◆ What the task asks
Go to the line containing "formatted like [370,312]." in the records below and print it and every following line exactly, on through the line containing "formatted like [99,366].", then stop.
..............................
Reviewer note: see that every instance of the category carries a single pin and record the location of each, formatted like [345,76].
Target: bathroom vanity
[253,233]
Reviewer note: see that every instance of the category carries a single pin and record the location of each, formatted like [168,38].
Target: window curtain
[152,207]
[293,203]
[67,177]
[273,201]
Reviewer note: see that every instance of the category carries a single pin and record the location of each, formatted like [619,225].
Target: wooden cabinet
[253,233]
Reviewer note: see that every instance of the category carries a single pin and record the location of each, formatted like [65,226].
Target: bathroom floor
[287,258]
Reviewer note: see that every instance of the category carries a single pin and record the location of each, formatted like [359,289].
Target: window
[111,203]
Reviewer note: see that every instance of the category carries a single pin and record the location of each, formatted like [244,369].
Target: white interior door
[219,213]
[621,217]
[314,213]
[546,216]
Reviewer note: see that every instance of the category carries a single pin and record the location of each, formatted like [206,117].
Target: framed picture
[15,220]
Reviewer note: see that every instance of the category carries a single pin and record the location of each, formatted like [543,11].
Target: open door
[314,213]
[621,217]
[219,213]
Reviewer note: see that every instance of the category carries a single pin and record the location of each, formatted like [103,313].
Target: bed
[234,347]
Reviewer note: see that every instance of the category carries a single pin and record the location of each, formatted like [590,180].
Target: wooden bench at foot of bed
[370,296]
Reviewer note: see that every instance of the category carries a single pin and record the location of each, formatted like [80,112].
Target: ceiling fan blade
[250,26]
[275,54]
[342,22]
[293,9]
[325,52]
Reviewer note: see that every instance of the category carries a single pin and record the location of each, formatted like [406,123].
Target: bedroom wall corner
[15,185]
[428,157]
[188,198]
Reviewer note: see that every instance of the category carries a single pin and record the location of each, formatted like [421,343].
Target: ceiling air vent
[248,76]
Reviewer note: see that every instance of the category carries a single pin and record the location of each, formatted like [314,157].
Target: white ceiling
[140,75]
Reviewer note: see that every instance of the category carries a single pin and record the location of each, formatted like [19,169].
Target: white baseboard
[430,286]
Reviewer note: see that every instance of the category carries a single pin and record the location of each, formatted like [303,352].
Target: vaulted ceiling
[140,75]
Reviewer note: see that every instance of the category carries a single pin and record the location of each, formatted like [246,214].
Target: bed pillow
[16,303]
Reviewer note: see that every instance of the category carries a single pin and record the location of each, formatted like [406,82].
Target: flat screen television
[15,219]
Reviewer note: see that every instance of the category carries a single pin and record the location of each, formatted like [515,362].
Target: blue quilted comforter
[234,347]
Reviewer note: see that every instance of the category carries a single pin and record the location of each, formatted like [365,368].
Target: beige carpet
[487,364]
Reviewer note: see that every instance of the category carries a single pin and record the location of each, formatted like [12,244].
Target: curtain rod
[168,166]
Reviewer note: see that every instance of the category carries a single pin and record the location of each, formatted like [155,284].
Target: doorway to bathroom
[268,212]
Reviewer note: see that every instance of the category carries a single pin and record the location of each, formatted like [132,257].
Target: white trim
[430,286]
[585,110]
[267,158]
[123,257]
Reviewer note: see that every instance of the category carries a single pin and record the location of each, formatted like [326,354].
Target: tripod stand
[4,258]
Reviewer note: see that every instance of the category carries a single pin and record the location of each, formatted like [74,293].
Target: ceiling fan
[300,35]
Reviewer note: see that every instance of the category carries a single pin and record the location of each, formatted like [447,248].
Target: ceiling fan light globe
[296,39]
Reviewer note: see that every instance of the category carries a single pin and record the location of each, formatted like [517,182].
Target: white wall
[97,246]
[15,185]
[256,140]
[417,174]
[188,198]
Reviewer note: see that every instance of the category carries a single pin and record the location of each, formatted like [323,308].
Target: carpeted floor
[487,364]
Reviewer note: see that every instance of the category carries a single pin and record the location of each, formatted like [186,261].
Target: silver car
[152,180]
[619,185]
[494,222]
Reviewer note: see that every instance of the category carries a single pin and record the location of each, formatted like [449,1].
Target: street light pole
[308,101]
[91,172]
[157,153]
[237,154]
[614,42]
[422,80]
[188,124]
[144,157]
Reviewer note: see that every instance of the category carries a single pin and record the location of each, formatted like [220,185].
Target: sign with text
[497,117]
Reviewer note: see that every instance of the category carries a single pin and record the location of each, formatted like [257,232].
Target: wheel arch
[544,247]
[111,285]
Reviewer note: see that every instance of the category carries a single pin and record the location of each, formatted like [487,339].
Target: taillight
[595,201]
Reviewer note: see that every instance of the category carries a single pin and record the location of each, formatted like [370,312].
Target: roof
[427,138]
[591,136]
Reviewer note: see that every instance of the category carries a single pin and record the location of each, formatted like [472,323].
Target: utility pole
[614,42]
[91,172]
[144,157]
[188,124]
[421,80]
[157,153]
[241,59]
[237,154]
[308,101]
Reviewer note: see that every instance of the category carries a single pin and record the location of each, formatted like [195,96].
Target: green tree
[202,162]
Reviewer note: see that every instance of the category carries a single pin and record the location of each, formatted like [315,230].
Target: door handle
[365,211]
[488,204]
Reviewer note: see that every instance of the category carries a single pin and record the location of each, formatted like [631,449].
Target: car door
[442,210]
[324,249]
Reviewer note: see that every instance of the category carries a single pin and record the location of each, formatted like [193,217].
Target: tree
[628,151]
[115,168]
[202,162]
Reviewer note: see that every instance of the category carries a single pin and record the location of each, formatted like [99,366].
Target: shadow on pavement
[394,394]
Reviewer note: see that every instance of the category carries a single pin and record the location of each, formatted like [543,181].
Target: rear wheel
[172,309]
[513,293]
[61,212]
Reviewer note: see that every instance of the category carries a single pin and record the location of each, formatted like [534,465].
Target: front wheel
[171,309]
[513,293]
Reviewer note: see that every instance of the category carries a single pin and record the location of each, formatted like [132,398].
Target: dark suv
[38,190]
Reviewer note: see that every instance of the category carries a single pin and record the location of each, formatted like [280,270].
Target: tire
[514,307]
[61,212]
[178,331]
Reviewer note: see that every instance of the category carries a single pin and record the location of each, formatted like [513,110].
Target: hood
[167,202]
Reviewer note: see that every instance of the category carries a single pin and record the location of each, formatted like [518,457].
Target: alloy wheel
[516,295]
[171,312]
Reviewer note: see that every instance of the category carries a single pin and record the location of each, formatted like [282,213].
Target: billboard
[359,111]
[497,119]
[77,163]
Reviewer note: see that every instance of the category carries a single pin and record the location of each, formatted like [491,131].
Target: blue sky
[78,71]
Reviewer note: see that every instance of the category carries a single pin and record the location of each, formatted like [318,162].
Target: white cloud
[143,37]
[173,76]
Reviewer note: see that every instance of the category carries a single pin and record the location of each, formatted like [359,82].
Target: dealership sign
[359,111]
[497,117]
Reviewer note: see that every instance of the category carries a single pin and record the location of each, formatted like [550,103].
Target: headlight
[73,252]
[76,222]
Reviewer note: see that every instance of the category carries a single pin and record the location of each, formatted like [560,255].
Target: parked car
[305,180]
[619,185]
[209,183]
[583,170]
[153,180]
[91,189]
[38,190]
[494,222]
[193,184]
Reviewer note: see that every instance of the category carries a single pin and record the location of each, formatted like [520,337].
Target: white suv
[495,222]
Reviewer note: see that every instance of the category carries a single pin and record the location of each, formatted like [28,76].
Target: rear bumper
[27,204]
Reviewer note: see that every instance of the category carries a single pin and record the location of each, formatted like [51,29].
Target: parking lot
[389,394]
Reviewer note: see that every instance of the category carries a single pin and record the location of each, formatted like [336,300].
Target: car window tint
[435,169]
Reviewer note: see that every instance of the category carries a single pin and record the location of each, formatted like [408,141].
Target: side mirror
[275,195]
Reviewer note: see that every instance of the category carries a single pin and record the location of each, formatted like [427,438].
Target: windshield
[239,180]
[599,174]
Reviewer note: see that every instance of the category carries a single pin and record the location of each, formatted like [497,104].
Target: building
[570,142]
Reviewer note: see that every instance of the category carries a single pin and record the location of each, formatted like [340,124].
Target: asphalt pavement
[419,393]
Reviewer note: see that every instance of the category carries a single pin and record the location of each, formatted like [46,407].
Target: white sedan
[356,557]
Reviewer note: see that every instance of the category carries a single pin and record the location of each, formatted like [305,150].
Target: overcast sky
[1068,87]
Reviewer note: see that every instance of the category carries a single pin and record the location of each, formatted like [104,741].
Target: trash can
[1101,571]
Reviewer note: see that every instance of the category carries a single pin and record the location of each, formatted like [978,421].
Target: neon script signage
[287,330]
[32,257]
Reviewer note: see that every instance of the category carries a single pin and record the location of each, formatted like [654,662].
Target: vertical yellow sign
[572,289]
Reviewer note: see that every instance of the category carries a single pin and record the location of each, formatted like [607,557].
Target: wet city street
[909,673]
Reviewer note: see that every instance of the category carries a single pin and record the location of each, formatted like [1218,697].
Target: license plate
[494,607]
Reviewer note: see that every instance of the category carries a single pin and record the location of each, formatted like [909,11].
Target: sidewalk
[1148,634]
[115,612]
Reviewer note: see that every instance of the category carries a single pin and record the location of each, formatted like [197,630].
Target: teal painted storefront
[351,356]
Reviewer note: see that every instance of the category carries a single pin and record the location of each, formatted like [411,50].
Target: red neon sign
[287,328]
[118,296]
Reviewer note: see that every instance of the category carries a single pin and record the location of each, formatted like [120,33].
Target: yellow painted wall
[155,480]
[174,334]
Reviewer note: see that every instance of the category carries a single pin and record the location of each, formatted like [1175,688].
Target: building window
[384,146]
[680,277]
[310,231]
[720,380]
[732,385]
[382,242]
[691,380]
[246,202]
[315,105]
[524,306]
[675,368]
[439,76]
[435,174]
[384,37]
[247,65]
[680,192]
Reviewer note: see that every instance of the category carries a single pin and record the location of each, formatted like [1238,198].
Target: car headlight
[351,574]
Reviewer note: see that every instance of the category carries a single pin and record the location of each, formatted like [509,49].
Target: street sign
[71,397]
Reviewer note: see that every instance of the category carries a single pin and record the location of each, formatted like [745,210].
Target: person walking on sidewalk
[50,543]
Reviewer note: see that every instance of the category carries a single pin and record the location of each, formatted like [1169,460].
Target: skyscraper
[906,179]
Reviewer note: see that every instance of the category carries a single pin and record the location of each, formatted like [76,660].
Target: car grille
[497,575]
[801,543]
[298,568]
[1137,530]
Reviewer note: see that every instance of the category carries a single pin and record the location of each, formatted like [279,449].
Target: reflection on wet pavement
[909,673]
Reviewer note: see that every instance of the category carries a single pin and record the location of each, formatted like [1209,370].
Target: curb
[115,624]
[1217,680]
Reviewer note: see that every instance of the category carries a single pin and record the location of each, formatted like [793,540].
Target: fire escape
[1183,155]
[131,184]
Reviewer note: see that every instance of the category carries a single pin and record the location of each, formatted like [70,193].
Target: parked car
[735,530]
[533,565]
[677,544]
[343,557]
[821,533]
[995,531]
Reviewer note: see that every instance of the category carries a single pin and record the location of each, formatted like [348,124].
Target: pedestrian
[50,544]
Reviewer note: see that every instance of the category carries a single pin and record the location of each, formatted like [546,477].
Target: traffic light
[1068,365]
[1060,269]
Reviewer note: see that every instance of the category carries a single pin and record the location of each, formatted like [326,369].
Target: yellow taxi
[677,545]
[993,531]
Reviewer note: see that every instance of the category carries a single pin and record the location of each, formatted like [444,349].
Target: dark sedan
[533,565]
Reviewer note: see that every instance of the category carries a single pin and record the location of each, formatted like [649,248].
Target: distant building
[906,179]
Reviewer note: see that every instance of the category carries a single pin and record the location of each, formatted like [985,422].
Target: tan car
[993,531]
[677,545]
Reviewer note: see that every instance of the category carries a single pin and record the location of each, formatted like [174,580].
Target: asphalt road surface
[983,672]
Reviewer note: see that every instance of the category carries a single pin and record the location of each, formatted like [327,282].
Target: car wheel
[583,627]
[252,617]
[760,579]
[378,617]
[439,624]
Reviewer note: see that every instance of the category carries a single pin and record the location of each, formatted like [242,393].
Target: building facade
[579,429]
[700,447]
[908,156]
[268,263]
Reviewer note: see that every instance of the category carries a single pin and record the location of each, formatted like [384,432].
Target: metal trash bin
..............................
◆ Answer to this task
Reviewer note: see that every instance of the category carries a single pin and record the location of each, formatted like [370,312].
Target: roof
[427,138]
[591,136]
Reviewer note: see that every instance of the category carries a single pin and record the location of each, formatted like [472,323].
Target: utility pole
[614,42]
[91,172]
[144,157]
[188,124]
[421,80]
[157,153]
[241,59]
[237,154]
[308,101]
Reviewer note: see that every instance of the category carries a single pin and record the location of each, formatted like [195,96].
Target: green tree
[202,162]
Reviewer note: see that every instance of the category carries a single pin and record the location of each, formatted like [315,230].
Target: door handle
[365,211]
[488,204]
Reviewer note: see that every instance of the category carries a single pin and record the location of each, formatted like [631,449].
Target: car door
[442,210]
[324,249]
Reviewer note: see that every instance of the category carries a single pin and record the location of each, formatted like [193,217].
Target: tree
[628,151]
[115,168]
[202,162]
Reviewer note: see that every instance of the category carries a single pin and record the location of each, formatted like [99,366].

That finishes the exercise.